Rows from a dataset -
START
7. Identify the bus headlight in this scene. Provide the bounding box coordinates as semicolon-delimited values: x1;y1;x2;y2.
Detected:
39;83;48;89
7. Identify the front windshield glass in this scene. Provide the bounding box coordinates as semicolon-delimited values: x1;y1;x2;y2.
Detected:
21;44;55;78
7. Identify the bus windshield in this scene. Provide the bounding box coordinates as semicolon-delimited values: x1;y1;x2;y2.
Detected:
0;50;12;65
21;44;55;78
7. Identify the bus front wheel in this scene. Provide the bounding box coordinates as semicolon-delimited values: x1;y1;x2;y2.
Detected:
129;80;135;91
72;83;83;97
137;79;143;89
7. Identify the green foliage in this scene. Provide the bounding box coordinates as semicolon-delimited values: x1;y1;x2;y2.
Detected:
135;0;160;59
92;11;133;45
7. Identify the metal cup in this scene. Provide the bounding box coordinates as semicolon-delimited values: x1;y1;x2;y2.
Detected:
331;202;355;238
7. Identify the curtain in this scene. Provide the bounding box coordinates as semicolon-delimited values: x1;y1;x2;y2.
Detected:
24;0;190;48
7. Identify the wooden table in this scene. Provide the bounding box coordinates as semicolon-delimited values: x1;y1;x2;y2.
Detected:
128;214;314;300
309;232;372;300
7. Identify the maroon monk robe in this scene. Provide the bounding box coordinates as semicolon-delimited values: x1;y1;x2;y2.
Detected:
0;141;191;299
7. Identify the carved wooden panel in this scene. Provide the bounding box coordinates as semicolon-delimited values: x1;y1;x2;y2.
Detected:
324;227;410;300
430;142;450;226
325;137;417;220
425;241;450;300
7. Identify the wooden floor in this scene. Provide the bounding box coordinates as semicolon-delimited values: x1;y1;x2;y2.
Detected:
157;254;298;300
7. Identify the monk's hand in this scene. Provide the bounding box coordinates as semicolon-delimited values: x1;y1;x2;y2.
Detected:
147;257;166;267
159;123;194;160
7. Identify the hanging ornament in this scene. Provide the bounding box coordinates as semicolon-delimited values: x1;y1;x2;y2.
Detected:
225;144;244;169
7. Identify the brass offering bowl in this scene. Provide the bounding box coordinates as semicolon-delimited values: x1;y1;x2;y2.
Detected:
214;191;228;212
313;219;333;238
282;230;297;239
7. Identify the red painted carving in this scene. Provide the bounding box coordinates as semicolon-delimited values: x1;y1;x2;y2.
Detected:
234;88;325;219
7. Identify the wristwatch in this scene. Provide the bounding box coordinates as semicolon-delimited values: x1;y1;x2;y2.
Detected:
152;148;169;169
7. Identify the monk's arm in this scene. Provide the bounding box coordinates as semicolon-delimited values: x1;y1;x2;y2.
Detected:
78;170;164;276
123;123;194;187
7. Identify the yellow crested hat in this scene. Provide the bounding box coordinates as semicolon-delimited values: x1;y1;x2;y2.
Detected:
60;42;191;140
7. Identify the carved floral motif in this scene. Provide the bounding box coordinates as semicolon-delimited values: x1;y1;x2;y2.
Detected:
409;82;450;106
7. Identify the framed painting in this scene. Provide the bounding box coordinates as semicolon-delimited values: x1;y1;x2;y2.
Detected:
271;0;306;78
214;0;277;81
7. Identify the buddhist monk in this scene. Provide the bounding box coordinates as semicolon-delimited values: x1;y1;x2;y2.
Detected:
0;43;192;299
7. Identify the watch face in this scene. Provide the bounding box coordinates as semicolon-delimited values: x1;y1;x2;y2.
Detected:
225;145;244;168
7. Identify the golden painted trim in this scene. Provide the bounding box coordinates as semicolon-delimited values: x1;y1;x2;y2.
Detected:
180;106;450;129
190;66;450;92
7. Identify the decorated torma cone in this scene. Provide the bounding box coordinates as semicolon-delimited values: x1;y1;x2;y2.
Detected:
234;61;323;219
END
INSTRUCTIONS FOR THE TASK -
Please rescale the data starting at the line that has "7. Identify the green" and stopping after the line that has "282;230;297;239". Give all of those lines again, requests included, with each bounding box coordinate in the answers multiplied by 0.4 and rounded to a whole number, halves rounded up.

COMPLETE ANSWER -
7. Identify the green foliage in this scene. Provide the bounding box coordinates as semicolon-delimited values: x1;y1;x2;y2.
Detected:
54;0;64;24
37;4;53;18
7. Identify the metal cup in this scene. Provide the bounding box coordinates as semicolon-delimited values: x1;y1;x2;y2.
Detected:
132;81;142;95
7. Identify the curtain in this scene. Provide the bounding box coordinates as semicolon-delimited values: x1;y1;x2;y2.
Detected:
10;0;76;19
7. Identify the wooden table in this scene. Provide the bounding box coordinates as semicolon-delimited values: x1;y1;x2;y2.
Detected:
51;86;126;120
124;93;149;120
7. Identify the maroon monk robe in this scene. Provide the bounding box coordinates as semicolon-delimited values: x1;y1;x2;y2.
Detected:
0;56;76;120
7. Identify the carved wooden panel in this scene. Provide the bounding box coordinates as semicolon-delimited values: x1;y1;x2;y2.
Detected:
130;91;164;120
172;57;180;90
130;55;167;88
170;96;180;120
7. Identify the wooden floor in this scene. Provide the bounding box coordinates as semicolon-delimited values: x1;y1;x2;y2.
Detected:
63;102;119;120
7. Identify the monk's hand in this scene. Provide the bounding box coordinates as semicolon-delimited values: x1;y1;x2;y2.
Detected:
59;103;66;107
64;49;78;64
7. Identify the hanging ornament in this scene. Provide the bounding box coordinates as semicolon-delimited values: x1;y1;x2;y2.
Detected:
90;58;98;68
7. Identify the brass offering bowl in this scene. Provide the bounding box coordinates as semicolon-delimited values: x1;y1;x2;y2.
Detected:
86;76;91;85
125;88;133;95
113;92;119;96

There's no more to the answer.